## SELECTION
____

Friday, March 19, 2010

The 2010 Census -- and Counting

So, with all the fanfare that can come from a multi-million dollar advertising campaign from the people who brought us "A Mighty Wind" and "Best in Show," the Government has begun its decennial obligation to "number the people. Some of us will be blessed to receive the short census form -- others the long form. Some of us will answer quickly, others slowly, and some may even just forget or ignore it. That is when the REAL census machinery breaks out in force -- the field squads whose job it is to number the conscientious objectors and forgetful among us -- along with the homeless, and others who, for some reason, do not receive mail.

It should be fairly easy, one would think, to get an accurate count of the population of this fine country, which, after all, IS the primary purpose of the census. The stuff about how many toilets and telephones are in your house, while important on a more local basis, is definitely a secondary undertaking. But, as we learned a decade ago, there are legitimate issues in finding those who can't or don't wish to be found, and legitimate differences of opinion on how to treat that reality. Sad that in some minds, some of us (the homeless, et al.) still only count for 3/5ths (or less) of a person.

And, in this day and age, one needs to wonder why this whole process cannot be done on-line, without wasting thousands of trees! However, I believe the surprising answer to this lies in another anomaly -- nowhere on the form are you asked to provide your address! Since we KNOW that much of the crunching of the data is location dependent, this information must already be encoded somewhere on the form that you received in the mail -- TO YOUR ADDRESS! And there is not yet a method to avoid someone deliberately skewing the results online -- by filing multiple responses. The pre-encoded address information is therefore what keeps the responses somewhat honest!

However, there are some very real philosophical and statistical issues, some comical, some very real. And despite some pretty clear instructions, some of the serious issues risk being subject to multiple interpretations which WILL skew the results. For example:

(and this is based on a real example, slightly expanded upon for impact): divorced couple with 2 children, had 2 residences -- a townhouse in manhattan, and a country home in connecticut. She gets the townhouse, he gets the CT house. They split custody of the kids, although she has physical custody. The older child goes to school at georgetown, and lives in a lovely off campus apartment within the city limits. The younger child goes to school near her father in CT, and therefore lives at his house the majority of the week, despite the court decision. both kids have their cars registered in CT, to save on the insurance, but are registered voters in NY, which IS their legal address.

____

## JOB 1
List the residences named in the census post's divorced-couple example.

____

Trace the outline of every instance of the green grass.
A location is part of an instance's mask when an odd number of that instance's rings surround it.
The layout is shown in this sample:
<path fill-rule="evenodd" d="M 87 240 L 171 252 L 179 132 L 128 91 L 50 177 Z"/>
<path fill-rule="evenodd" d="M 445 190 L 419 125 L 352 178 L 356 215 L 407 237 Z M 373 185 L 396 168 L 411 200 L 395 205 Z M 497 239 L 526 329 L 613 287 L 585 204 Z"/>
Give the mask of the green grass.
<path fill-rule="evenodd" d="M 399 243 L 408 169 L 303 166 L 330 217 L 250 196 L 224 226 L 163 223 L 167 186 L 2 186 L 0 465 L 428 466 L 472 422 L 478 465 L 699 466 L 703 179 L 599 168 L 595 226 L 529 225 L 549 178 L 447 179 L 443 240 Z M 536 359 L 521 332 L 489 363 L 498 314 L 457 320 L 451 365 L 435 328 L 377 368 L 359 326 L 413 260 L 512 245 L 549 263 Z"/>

____

## JOB 2
Render the rows as a JSON list of strings, one string per line and blank lines omitted. Run from the start of the rows through the line that contains "Give the mask of the green grass.".

## EXERCISE ANSWER 1
- A townhouse in Manhattan
- A country home in Connecticut
- An off-campus apartment within the city limits, where the older child lives

## EXERCISE ANSWER 2
[
  "Trace the outline of every instance of the green grass.",
  "A location is part of an instance's mask when an odd number of that instance's rings surround it.",
  "The layout is shown in this sample:",
  "<path fill-rule=\"evenodd\" d=\"M 87 240 L 171 252 L 179 132 L 128 91 L 50 177 Z\"/>",
  "<path fill-rule=\"evenodd\" d=\"M 445 190 L 419 125 L 352 178 L 356 215 L 407 237 Z M 373 185 L 396 168 L 411 200 L 395 205 Z M 497 239 L 526 329 L 613 287 L 585 204 Z\"/>",
  "Give the mask of the green grass."
]